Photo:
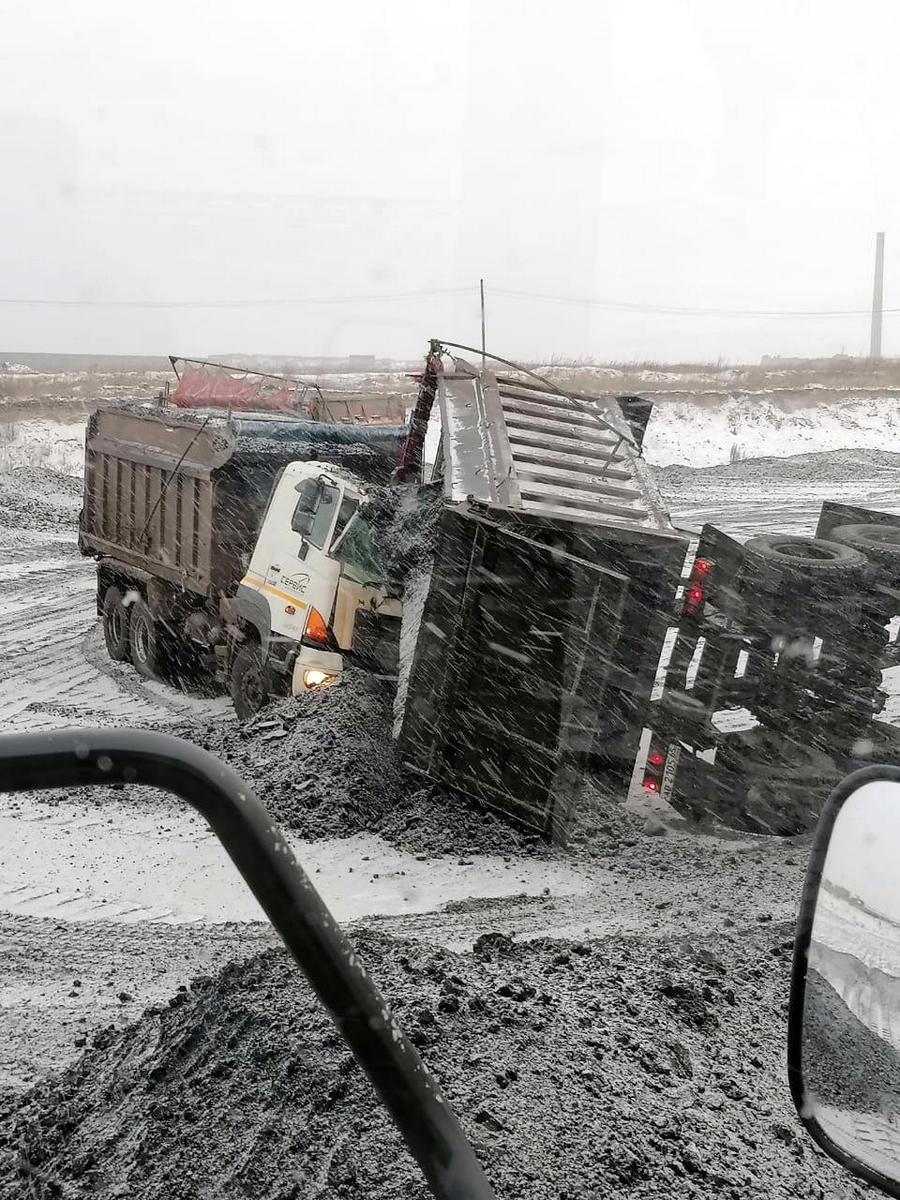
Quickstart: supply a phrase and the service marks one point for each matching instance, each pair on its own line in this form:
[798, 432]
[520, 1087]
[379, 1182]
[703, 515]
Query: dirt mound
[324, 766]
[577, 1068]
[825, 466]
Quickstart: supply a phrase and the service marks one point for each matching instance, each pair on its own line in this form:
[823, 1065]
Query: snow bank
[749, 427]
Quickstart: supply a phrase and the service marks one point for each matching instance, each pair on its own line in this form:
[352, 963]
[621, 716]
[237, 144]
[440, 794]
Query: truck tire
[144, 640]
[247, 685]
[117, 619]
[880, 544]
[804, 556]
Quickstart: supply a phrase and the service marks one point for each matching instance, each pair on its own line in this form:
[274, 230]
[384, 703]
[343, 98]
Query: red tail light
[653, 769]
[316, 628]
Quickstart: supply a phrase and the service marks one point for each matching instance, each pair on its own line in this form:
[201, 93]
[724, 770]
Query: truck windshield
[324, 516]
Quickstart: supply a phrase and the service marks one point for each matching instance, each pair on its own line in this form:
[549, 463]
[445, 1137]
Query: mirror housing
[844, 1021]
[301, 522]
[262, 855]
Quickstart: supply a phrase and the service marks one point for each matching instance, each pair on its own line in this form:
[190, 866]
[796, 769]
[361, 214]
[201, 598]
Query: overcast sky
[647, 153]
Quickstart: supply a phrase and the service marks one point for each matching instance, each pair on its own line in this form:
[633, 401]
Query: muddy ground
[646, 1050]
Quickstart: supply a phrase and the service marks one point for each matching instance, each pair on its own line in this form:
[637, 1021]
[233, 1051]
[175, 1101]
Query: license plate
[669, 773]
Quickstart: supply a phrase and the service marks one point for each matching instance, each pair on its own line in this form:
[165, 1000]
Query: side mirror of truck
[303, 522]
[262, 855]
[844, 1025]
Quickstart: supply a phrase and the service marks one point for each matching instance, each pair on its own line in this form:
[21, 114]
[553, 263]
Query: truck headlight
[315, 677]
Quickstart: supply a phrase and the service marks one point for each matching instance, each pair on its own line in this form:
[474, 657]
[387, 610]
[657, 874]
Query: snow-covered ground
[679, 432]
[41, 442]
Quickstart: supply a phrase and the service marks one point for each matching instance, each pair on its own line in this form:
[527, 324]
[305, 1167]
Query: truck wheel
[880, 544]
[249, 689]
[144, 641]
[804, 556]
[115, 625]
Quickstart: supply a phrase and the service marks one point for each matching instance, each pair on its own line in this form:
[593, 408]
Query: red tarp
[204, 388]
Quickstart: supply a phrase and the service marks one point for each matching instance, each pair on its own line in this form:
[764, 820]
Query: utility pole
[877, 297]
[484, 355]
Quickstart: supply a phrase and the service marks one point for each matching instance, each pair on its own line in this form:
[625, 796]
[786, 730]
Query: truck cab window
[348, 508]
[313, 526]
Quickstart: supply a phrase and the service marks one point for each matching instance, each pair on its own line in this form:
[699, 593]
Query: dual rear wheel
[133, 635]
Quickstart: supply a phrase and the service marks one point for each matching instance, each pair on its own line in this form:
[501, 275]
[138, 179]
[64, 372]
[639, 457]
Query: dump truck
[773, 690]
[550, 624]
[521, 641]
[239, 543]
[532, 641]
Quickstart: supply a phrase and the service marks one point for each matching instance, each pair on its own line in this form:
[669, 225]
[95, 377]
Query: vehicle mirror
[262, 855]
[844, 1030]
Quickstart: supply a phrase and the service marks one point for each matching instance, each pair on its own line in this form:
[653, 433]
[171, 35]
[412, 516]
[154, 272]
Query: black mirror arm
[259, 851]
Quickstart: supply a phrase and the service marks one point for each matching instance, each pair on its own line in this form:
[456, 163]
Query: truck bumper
§
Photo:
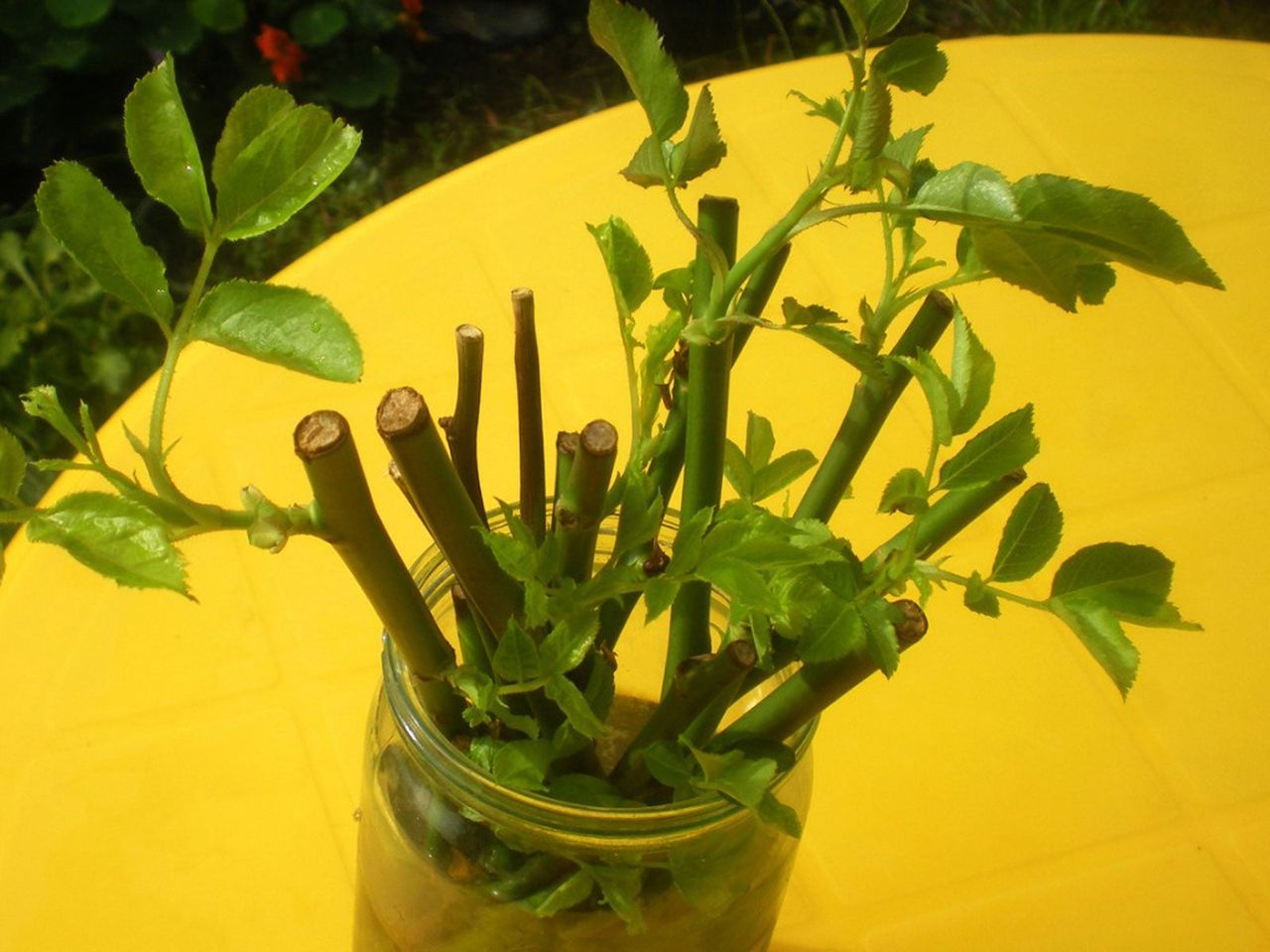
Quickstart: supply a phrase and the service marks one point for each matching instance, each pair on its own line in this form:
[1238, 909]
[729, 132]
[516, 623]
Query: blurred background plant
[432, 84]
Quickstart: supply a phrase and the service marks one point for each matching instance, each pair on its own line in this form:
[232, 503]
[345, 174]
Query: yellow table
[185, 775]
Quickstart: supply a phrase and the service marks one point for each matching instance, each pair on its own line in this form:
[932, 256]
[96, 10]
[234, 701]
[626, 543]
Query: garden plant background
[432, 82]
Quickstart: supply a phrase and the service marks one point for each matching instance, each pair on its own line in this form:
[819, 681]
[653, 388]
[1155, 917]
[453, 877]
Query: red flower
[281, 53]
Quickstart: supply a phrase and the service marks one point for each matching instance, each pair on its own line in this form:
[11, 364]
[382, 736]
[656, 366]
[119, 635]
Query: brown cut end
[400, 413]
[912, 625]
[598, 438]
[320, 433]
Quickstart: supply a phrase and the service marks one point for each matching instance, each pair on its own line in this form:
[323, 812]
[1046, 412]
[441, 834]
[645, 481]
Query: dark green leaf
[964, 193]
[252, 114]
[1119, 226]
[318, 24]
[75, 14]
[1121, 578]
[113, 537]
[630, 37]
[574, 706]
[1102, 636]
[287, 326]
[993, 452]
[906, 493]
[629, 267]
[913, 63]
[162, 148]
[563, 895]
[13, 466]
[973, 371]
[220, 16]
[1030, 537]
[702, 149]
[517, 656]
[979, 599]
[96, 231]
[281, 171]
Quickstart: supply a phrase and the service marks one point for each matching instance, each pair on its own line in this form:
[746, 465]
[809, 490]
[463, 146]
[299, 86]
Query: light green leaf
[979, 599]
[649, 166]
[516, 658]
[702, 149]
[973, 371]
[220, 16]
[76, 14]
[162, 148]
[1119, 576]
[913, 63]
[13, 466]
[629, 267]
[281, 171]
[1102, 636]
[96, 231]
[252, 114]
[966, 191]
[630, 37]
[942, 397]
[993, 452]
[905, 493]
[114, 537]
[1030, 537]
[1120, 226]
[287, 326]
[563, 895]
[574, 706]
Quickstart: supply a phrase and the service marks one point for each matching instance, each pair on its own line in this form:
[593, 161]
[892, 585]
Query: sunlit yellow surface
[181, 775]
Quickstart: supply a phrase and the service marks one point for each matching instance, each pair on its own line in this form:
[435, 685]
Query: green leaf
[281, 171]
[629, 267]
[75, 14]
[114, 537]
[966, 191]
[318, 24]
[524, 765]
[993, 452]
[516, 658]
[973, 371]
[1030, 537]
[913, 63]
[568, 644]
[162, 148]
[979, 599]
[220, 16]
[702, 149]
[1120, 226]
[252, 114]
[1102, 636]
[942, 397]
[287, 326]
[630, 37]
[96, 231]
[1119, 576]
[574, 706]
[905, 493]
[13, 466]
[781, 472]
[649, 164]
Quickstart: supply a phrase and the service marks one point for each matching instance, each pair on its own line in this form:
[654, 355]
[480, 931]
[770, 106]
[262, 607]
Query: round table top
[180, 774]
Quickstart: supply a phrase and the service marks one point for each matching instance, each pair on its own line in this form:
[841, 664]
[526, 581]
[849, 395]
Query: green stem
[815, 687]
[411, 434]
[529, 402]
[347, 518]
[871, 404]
§
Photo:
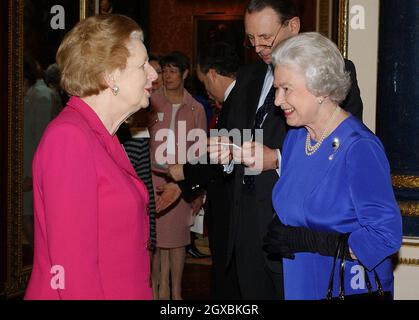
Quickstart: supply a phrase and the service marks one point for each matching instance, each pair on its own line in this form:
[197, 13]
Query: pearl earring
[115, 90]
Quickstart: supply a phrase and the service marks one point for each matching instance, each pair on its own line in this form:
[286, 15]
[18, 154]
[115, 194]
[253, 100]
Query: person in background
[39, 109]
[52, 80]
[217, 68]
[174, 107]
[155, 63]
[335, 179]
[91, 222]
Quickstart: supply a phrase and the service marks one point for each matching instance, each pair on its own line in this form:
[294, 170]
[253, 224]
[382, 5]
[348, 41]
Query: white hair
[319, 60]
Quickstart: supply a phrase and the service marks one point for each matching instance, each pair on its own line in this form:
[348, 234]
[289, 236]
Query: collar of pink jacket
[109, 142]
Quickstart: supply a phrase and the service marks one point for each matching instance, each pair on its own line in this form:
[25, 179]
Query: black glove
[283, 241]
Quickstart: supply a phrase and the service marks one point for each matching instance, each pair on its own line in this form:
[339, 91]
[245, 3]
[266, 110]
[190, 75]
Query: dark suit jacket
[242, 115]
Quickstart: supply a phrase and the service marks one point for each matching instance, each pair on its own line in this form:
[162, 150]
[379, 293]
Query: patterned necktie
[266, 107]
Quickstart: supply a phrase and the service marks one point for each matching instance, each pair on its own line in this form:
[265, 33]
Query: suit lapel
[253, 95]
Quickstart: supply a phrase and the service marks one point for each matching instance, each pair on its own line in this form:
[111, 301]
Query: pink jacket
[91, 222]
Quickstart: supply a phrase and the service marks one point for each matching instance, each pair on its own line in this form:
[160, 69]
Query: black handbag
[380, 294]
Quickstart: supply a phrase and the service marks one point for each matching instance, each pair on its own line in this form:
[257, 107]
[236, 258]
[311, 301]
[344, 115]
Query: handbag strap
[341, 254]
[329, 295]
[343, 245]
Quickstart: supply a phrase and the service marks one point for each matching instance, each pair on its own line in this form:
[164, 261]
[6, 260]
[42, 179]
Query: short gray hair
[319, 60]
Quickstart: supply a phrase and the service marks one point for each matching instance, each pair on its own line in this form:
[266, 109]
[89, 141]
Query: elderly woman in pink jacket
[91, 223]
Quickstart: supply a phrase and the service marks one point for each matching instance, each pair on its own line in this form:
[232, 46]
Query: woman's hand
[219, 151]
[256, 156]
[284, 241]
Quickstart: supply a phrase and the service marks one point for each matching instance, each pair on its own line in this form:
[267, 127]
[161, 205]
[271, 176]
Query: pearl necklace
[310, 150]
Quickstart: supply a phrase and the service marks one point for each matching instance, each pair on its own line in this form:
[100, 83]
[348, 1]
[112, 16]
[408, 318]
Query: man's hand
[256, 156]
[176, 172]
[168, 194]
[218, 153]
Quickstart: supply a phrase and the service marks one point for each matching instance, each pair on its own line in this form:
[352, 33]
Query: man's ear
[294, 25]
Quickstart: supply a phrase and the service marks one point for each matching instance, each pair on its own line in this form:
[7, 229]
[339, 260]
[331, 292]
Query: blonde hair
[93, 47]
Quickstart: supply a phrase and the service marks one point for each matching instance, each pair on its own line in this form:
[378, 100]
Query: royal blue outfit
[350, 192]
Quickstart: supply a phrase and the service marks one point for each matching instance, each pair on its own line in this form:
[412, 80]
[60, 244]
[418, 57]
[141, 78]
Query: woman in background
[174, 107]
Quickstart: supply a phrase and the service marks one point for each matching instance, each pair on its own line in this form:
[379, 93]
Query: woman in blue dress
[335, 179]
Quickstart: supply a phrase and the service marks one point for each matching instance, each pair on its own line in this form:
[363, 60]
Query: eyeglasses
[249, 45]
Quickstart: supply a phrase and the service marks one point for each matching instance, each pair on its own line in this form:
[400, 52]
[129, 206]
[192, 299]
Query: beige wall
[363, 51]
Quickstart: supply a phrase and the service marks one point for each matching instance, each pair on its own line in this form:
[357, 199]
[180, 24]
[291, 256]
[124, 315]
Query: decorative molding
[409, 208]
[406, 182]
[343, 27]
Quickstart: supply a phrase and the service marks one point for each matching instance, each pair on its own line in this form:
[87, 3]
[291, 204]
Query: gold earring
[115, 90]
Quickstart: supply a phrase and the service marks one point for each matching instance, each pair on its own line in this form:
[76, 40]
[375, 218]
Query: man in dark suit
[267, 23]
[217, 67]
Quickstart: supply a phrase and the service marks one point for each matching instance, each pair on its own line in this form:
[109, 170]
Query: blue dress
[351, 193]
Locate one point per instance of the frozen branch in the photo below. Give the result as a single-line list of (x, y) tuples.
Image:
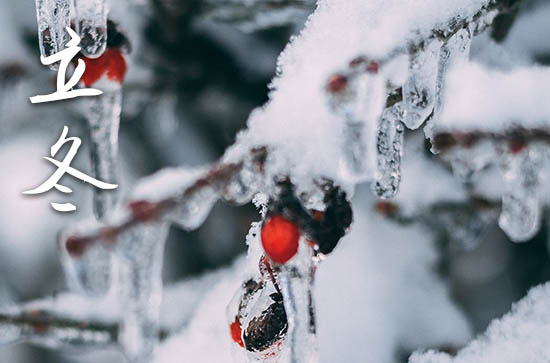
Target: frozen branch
§
_PROBLEM TO WORK ON_
Find every line in the material above that contains the string "jacket" and copy each one out. The match is case-sensitive.

_WRITTEN RESPONSE_
Query: collar of pink jacket
Query: dark suit jacket
Query: pink jacket
Query: elderly woman in pink jacket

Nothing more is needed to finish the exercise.